### WHAT YOU WILL DO
Your job is to copy the lines from the material that include "arched".

Top of INPUT MATERIAL

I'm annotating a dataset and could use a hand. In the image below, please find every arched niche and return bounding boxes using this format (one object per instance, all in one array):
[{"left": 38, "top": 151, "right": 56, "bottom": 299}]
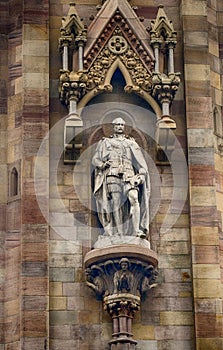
[
  {"left": 10, "top": 167, "right": 19, "bottom": 197},
  {"left": 80, "top": 68, "right": 158, "bottom": 147},
  {"left": 76, "top": 68, "right": 160, "bottom": 241},
  {"left": 213, "top": 106, "right": 222, "bottom": 136}
]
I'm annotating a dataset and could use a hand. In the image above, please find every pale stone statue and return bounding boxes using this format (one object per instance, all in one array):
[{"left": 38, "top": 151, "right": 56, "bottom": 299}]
[
  {"left": 113, "top": 258, "right": 133, "bottom": 294},
  {"left": 92, "top": 117, "right": 150, "bottom": 238}
]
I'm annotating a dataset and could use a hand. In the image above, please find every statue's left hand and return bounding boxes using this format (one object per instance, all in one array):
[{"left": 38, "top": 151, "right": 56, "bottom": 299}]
[
  {"left": 137, "top": 174, "right": 145, "bottom": 185},
  {"left": 130, "top": 174, "right": 145, "bottom": 187}
]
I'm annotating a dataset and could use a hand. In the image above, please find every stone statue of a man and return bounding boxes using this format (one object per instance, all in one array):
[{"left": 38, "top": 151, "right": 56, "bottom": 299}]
[{"left": 92, "top": 117, "right": 150, "bottom": 238}]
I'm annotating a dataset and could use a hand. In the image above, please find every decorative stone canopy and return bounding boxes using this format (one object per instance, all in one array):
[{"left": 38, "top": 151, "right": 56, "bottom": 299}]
[{"left": 59, "top": 1, "right": 181, "bottom": 163}]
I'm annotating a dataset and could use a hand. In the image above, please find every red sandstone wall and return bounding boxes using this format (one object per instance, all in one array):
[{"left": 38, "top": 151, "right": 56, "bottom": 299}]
[
  {"left": 0, "top": 0, "right": 222, "bottom": 349},
  {"left": 0, "top": 0, "right": 9, "bottom": 347},
  {"left": 0, "top": 0, "right": 50, "bottom": 349}
]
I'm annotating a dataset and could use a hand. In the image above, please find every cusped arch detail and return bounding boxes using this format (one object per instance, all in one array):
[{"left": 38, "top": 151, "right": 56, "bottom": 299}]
[
  {"left": 78, "top": 59, "right": 161, "bottom": 118},
  {"left": 104, "top": 58, "right": 132, "bottom": 87}
]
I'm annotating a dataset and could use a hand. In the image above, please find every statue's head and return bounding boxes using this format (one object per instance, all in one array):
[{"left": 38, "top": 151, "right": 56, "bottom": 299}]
[
  {"left": 112, "top": 117, "right": 125, "bottom": 134},
  {"left": 112, "top": 117, "right": 125, "bottom": 126},
  {"left": 119, "top": 257, "right": 130, "bottom": 270}
]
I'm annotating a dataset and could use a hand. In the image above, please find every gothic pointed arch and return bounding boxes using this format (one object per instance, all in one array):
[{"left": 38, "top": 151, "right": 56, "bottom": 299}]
[
  {"left": 59, "top": 0, "right": 160, "bottom": 111},
  {"left": 59, "top": 1, "right": 180, "bottom": 163}
]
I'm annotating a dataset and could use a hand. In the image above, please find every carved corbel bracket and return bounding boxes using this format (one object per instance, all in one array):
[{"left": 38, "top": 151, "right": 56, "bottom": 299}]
[
  {"left": 84, "top": 245, "right": 158, "bottom": 349},
  {"left": 59, "top": 70, "right": 88, "bottom": 107},
  {"left": 152, "top": 72, "right": 180, "bottom": 107}
]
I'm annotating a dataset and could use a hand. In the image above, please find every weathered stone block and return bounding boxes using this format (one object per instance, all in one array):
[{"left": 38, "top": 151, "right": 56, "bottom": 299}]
[
  {"left": 67, "top": 296, "right": 85, "bottom": 311},
  {"left": 50, "top": 241, "right": 82, "bottom": 254},
  {"left": 22, "top": 277, "right": 48, "bottom": 296},
  {"left": 210, "top": 71, "right": 221, "bottom": 89},
  {"left": 191, "top": 206, "right": 218, "bottom": 226},
  {"left": 188, "top": 129, "right": 213, "bottom": 148},
  {"left": 50, "top": 282, "right": 63, "bottom": 296},
  {"left": 50, "top": 339, "right": 79, "bottom": 350},
  {"left": 22, "top": 261, "right": 47, "bottom": 277},
  {"left": 50, "top": 254, "right": 82, "bottom": 268},
  {"left": 196, "top": 313, "right": 223, "bottom": 337},
  {"left": 136, "top": 340, "right": 157, "bottom": 350},
  {"left": 155, "top": 325, "right": 193, "bottom": 340},
  {"left": 190, "top": 165, "right": 214, "bottom": 186},
  {"left": 49, "top": 267, "right": 75, "bottom": 282},
  {"left": 193, "top": 264, "right": 220, "bottom": 279},
  {"left": 22, "top": 296, "right": 47, "bottom": 310},
  {"left": 185, "top": 64, "right": 210, "bottom": 81},
  {"left": 194, "top": 298, "right": 222, "bottom": 314},
  {"left": 181, "top": 0, "right": 207, "bottom": 16},
  {"left": 78, "top": 310, "right": 100, "bottom": 324},
  {"left": 209, "top": 39, "right": 219, "bottom": 57},
  {"left": 184, "top": 32, "right": 208, "bottom": 47},
  {"left": 160, "top": 311, "right": 193, "bottom": 326},
  {"left": 192, "top": 245, "right": 219, "bottom": 264},
  {"left": 49, "top": 311, "right": 78, "bottom": 325},
  {"left": 62, "top": 282, "right": 83, "bottom": 297},
  {"left": 24, "top": 24, "right": 48, "bottom": 40},
  {"left": 158, "top": 241, "right": 190, "bottom": 255},
  {"left": 157, "top": 340, "right": 193, "bottom": 350},
  {"left": 193, "top": 279, "right": 221, "bottom": 298},
  {"left": 158, "top": 254, "right": 191, "bottom": 269},
  {"left": 131, "top": 324, "right": 154, "bottom": 340},
  {"left": 5, "top": 299, "right": 20, "bottom": 317},
  {"left": 22, "top": 224, "right": 48, "bottom": 243},
  {"left": 22, "top": 337, "right": 47, "bottom": 350},
  {"left": 22, "top": 243, "right": 48, "bottom": 262},
  {"left": 24, "top": 72, "right": 49, "bottom": 89},
  {"left": 50, "top": 297, "right": 67, "bottom": 310},
  {"left": 183, "top": 15, "right": 208, "bottom": 31},
  {"left": 196, "top": 338, "right": 223, "bottom": 350},
  {"left": 22, "top": 310, "right": 47, "bottom": 337},
  {"left": 160, "top": 228, "right": 189, "bottom": 242}
]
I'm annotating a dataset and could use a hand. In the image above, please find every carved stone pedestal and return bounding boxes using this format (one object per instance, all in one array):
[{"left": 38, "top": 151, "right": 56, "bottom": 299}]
[
  {"left": 84, "top": 243, "right": 158, "bottom": 349},
  {"left": 105, "top": 294, "right": 140, "bottom": 350}
]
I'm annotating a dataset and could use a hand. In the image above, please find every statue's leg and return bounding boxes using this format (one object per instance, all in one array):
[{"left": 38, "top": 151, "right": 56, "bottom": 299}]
[
  {"left": 128, "top": 189, "right": 140, "bottom": 235},
  {"left": 111, "top": 191, "right": 123, "bottom": 236}
]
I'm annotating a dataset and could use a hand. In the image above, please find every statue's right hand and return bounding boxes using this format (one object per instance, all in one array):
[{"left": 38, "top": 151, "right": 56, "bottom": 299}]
[{"left": 102, "top": 160, "right": 112, "bottom": 169}]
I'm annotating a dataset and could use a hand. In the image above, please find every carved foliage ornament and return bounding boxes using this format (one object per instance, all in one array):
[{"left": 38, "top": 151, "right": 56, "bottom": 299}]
[
  {"left": 84, "top": 12, "right": 153, "bottom": 71},
  {"left": 85, "top": 28, "right": 153, "bottom": 95},
  {"left": 85, "top": 257, "right": 158, "bottom": 300}
]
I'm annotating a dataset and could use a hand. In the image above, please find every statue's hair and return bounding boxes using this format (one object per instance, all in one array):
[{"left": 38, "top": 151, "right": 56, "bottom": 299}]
[
  {"left": 119, "top": 257, "right": 130, "bottom": 267},
  {"left": 112, "top": 117, "right": 126, "bottom": 125}
]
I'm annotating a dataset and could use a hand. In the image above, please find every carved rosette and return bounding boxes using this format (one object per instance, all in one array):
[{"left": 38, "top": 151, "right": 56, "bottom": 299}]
[{"left": 84, "top": 245, "right": 158, "bottom": 349}]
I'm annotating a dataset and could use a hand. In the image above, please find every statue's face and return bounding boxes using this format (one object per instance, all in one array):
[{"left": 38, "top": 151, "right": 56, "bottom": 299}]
[
  {"left": 113, "top": 122, "right": 125, "bottom": 134},
  {"left": 121, "top": 262, "right": 128, "bottom": 271}
]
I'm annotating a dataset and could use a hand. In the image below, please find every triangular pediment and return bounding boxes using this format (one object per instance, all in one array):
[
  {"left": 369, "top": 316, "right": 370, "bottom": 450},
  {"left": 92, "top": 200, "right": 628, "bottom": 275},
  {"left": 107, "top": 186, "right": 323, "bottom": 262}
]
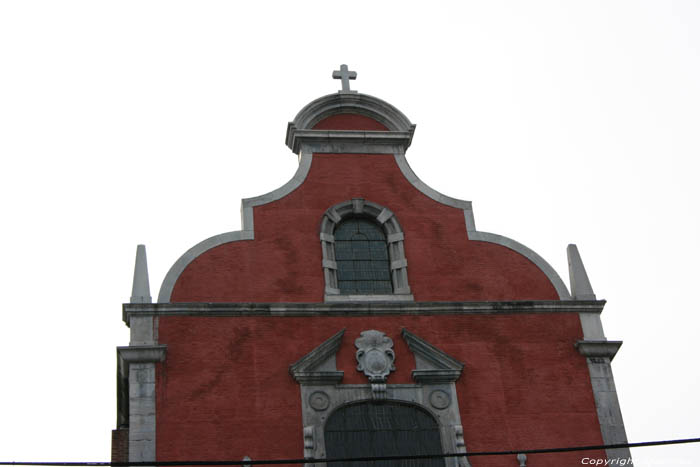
[
  {"left": 289, "top": 329, "right": 344, "bottom": 384},
  {"left": 401, "top": 328, "right": 465, "bottom": 383}
]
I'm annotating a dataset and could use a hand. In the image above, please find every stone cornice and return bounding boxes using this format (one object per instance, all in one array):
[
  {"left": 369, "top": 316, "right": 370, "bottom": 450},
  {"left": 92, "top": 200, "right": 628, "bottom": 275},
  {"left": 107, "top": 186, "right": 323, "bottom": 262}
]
[
  {"left": 285, "top": 92, "right": 416, "bottom": 155},
  {"left": 123, "top": 300, "right": 605, "bottom": 325},
  {"left": 287, "top": 129, "right": 414, "bottom": 155},
  {"left": 117, "top": 345, "right": 168, "bottom": 364},
  {"left": 575, "top": 340, "right": 623, "bottom": 360}
]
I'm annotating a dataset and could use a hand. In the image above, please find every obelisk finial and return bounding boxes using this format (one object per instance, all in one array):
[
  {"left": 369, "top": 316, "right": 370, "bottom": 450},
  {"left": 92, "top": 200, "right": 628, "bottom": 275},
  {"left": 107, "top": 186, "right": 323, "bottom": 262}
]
[
  {"left": 130, "top": 244, "right": 152, "bottom": 303},
  {"left": 567, "top": 244, "right": 596, "bottom": 300}
]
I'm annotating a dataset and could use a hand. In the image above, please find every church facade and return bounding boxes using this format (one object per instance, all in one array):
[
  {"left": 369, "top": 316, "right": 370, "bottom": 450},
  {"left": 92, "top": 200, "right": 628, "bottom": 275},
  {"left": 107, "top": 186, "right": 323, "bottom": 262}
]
[{"left": 113, "top": 67, "right": 632, "bottom": 466}]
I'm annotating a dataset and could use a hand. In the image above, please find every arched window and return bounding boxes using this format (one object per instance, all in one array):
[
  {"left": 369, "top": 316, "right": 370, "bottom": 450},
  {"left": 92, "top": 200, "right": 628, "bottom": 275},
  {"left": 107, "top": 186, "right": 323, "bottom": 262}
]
[
  {"left": 334, "top": 218, "right": 392, "bottom": 294},
  {"left": 290, "top": 329, "right": 469, "bottom": 467},
  {"left": 320, "top": 199, "right": 412, "bottom": 301},
  {"left": 325, "top": 401, "right": 444, "bottom": 466}
]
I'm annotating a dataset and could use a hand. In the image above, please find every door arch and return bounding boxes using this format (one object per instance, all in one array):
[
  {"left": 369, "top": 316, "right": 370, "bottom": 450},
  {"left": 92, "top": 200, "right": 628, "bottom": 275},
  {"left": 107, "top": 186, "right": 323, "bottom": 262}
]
[{"left": 324, "top": 401, "right": 444, "bottom": 466}]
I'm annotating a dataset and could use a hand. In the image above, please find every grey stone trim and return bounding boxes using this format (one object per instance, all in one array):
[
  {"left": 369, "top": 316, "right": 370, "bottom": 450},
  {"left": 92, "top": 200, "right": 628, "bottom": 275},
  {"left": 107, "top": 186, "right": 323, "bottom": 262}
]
[
  {"left": 387, "top": 232, "right": 404, "bottom": 243},
  {"left": 320, "top": 199, "right": 412, "bottom": 302},
  {"left": 291, "top": 329, "right": 471, "bottom": 467},
  {"left": 286, "top": 92, "right": 415, "bottom": 147},
  {"left": 158, "top": 92, "right": 571, "bottom": 304},
  {"left": 576, "top": 341, "right": 632, "bottom": 464},
  {"left": 289, "top": 330, "right": 345, "bottom": 385},
  {"left": 118, "top": 345, "right": 168, "bottom": 364},
  {"left": 324, "top": 293, "right": 415, "bottom": 303},
  {"left": 117, "top": 345, "right": 167, "bottom": 464},
  {"left": 158, "top": 94, "right": 570, "bottom": 305},
  {"left": 303, "top": 426, "right": 315, "bottom": 467},
  {"left": 157, "top": 230, "right": 254, "bottom": 303},
  {"left": 131, "top": 245, "right": 151, "bottom": 304},
  {"left": 579, "top": 312, "right": 606, "bottom": 341},
  {"left": 289, "top": 93, "right": 415, "bottom": 132},
  {"left": 567, "top": 244, "right": 596, "bottom": 300},
  {"left": 575, "top": 340, "right": 622, "bottom": 361},
  {"left": 401, "top": 329, "right": 464, "bottom": 384},
  {"left": 129, "top": 316, "right": 155, "bottom": 346},
  {"left": 123, "top": 300, "right": 606, "bottom": 323},
  {"left": 567, "top": 244, "right": 605, "bottom": 340},
  {"left": 288, "top": 130, "right": 414, "bottom": 155},
  {"left": 393, "top": 152, "right": 472, "bottom": 210},
  {"left": 467, "top": 229, "right": 572, "bottom": 300},
  {"left": 393, "top": 152, "right": 572, "bottom": 300},
  {"left": 157, "top": 151, "right": 313, "bottom": 303},
  {"left": 299, "top": 141, "right": 409, "bottom": 155}
]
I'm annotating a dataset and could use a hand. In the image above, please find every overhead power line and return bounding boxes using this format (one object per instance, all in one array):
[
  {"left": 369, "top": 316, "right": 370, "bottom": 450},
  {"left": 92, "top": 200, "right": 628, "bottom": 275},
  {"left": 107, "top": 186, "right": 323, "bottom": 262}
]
[{"left": 2, "top": 437, "right": 699, "bottom": 466}]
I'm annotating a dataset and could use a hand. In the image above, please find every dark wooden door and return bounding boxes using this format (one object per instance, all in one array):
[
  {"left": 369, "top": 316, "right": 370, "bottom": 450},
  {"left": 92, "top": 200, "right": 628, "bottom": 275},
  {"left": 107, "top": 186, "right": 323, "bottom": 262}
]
[{"left": 325, "top": 402, "right": 444, "bottom": 466}]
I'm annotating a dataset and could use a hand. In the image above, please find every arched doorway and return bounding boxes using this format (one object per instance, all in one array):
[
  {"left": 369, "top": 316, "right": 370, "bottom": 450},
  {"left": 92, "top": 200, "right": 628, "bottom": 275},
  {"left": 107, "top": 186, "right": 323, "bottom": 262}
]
[{"left": 324, "top": 401, "right": 444, "bottom": 466}]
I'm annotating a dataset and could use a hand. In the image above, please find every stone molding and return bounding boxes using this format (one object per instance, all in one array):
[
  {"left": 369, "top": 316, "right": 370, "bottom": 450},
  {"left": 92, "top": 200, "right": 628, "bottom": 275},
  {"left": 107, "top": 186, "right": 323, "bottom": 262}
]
[
  {"left": 290, "top": 328, "right": 471, "bottom": 467},
  {"left": 116, "top": 345, "right": 168, "bottom": 429},
  {"left": 465, "top": 228, "right": 572, "bottom": 300},
  {"left": 116, "top": 345, "right": 167, "bottom": 464},
  {"left": 289, "top": 330, "right": 345, "bottom": 385},
  {"left": 158, "top": 93, "right": 571, "bottom": 303},
  {"left": 401, "top": 328, "right": 464, "bottom": 383},
  {"left": 391, "top": 151, "right": 571, "bottom": 300},
  {"left": 575, "top": 340, "right": 623, "bottom": 361},
  {"left": 568, "top": 244, "right": 597, "bottom": 300},
  {"left": 288, "top": 129, "right": 414, "bottom": 155},
  {"left": 320, "top": 198, "right": 412, "bottom": 301},
  {"left": 576, "top": 340, "right": 632, "bottom": 464},
  {"left": 124, "top": 300, "right": 605, "bottom": 324},
  {"left": 117, "top": 345, "right": 167, "bottom": 364},
  {"left": 286, "top": 92, "right": 415, "bottom": 146},
  {"left": 157, "top": 151, "right": 313, "bottom": 303},
  {"left": 324, "top": 294, "right": 414, "bottom": 303}
]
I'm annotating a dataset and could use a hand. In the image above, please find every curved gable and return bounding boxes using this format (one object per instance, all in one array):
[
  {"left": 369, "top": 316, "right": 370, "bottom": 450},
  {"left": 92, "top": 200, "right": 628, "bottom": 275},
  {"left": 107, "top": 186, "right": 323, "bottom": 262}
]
[{"left": 159, "top": 93, "right": 569, "bottom": 303}]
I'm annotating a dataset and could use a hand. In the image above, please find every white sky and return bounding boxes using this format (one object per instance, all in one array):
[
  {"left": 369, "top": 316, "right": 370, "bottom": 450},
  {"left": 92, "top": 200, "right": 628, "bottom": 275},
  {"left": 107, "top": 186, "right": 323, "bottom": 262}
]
[{"left": 1, "top": 1, "right": 699, "bottom": 465}]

Bottom of INPUT MATERIAL

### RESULT FOR THIS EXERCISE
I'm annotating a dataset and could use a hand. In the image below, please find every arched niche and return bounding boxes using this format (one object per instance, all in one array):
I'm annotating a dataset and could use a hand. In the image above, please find every arched window and return bounding boxes using this format (one object per instance, all in one array):
I'm annotating a dataset and could use a hand. In the image above, please find every arched doorway and return bounding boxes using this format (one object per instance, all in one array):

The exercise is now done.